Search the data for the string "lace" and gather each line it is in.

(Referring expression pointing data)

== Segment start ==

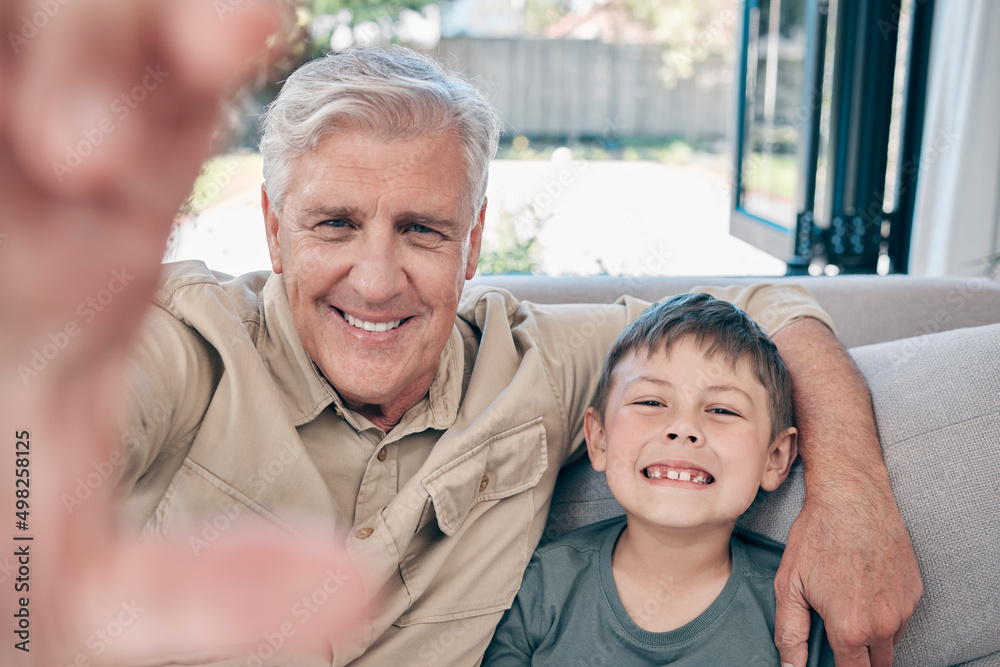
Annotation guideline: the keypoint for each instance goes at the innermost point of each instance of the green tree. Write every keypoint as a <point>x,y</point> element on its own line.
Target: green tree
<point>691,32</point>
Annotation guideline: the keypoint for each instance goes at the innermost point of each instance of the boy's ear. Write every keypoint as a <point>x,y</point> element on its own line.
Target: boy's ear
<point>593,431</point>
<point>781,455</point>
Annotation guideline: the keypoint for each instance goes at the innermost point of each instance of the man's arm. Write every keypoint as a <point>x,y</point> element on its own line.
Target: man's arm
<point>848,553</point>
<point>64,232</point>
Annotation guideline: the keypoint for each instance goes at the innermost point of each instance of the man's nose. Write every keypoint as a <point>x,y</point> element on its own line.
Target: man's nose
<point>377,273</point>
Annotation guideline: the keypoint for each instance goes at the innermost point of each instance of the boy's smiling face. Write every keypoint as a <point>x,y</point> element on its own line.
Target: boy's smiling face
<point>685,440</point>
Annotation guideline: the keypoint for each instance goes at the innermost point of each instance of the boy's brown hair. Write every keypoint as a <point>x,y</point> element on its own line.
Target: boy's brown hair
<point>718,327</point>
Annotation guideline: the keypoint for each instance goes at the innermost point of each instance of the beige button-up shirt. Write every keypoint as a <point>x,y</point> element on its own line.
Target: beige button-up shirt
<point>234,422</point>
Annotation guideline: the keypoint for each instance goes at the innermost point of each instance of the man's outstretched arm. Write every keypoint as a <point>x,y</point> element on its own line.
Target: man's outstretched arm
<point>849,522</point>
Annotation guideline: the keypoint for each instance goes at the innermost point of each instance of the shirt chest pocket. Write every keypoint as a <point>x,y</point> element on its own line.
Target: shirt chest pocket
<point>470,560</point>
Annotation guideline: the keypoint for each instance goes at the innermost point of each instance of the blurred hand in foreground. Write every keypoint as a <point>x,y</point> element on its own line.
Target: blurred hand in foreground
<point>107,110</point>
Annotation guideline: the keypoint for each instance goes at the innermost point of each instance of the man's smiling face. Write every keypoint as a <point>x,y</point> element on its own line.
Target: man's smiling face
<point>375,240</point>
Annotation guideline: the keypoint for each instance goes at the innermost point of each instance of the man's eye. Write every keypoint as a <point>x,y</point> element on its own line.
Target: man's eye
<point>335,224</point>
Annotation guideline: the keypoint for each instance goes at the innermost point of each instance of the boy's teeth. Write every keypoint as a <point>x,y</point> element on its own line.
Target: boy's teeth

== Segment end ==
== Segment start ==

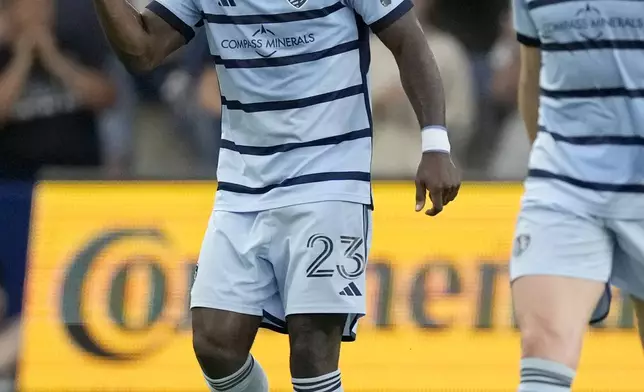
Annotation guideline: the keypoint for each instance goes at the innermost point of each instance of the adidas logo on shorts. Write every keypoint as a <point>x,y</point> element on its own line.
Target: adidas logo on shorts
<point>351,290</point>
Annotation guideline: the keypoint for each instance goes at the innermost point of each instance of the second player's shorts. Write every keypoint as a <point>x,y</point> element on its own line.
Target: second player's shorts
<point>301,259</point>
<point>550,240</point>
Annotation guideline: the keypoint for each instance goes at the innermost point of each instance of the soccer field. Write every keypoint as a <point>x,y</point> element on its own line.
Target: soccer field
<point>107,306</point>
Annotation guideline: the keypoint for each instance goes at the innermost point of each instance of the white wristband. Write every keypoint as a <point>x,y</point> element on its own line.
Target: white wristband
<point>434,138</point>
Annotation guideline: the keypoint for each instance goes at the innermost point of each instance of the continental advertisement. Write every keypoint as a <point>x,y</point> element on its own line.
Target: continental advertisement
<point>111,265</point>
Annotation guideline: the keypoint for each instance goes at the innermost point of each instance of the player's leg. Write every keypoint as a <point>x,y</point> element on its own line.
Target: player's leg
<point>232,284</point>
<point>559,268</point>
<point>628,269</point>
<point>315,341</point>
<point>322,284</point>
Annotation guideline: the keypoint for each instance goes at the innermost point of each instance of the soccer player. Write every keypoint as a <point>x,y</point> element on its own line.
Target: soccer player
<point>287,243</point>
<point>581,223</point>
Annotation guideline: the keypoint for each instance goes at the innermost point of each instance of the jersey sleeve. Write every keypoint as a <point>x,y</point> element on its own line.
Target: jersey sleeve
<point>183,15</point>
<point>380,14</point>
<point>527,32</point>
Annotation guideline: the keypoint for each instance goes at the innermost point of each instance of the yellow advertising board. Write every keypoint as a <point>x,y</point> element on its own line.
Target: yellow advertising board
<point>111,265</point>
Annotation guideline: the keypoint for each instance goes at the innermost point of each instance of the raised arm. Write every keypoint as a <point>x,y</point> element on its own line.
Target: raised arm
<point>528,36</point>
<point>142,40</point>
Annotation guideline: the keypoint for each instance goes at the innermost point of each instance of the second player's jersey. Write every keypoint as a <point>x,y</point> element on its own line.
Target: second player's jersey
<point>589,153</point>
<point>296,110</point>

== Segment end ==
== Segment start ==

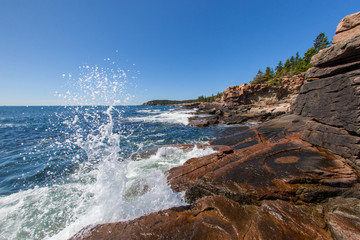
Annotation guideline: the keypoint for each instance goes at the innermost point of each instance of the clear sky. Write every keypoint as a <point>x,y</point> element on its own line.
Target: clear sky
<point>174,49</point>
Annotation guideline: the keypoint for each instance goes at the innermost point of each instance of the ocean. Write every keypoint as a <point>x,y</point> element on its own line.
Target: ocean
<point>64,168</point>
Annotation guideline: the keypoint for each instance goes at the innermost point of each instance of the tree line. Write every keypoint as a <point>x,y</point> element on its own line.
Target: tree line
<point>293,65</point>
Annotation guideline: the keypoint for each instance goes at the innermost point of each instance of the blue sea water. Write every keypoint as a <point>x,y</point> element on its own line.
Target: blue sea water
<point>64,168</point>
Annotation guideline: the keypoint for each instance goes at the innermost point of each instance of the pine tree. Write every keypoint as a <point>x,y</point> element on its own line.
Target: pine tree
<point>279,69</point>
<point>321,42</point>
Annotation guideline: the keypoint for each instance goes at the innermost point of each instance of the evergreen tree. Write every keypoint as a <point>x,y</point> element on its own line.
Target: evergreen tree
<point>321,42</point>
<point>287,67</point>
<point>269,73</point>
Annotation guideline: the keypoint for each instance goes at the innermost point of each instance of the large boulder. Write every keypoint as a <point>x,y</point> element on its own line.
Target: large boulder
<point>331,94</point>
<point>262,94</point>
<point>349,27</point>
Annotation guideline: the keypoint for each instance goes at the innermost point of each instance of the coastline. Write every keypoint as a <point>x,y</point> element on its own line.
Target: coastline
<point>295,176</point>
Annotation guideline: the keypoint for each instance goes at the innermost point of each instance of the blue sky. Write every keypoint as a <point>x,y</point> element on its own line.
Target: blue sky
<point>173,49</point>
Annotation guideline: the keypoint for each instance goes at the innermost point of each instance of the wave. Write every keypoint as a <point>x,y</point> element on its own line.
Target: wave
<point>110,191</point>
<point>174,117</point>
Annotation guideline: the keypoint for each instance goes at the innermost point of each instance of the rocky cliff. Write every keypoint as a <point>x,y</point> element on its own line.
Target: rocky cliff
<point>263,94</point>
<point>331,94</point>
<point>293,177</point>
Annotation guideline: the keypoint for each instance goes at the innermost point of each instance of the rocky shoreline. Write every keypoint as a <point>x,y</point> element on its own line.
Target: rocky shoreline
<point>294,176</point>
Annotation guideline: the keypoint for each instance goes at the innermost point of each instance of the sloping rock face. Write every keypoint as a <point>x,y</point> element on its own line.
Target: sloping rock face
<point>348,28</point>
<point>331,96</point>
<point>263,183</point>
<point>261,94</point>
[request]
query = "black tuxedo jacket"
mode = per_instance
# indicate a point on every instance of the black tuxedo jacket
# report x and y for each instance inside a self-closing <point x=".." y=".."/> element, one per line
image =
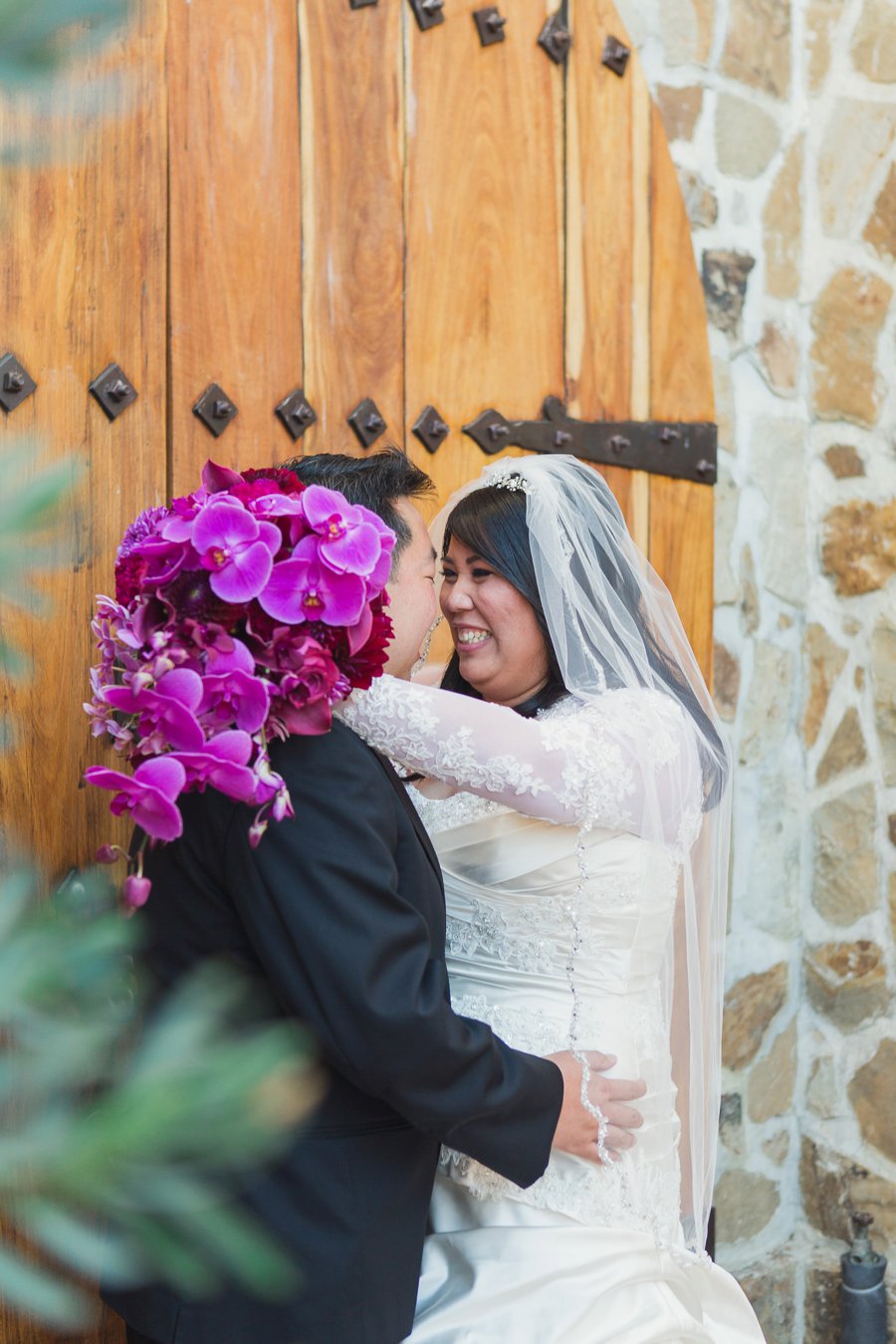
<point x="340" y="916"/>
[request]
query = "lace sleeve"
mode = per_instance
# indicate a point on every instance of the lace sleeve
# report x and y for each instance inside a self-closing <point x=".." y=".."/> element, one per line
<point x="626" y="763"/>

== Segment end ==

• _Written response_:
query = "lace sleeve"
# indicate a point on every instance of the lace sleeve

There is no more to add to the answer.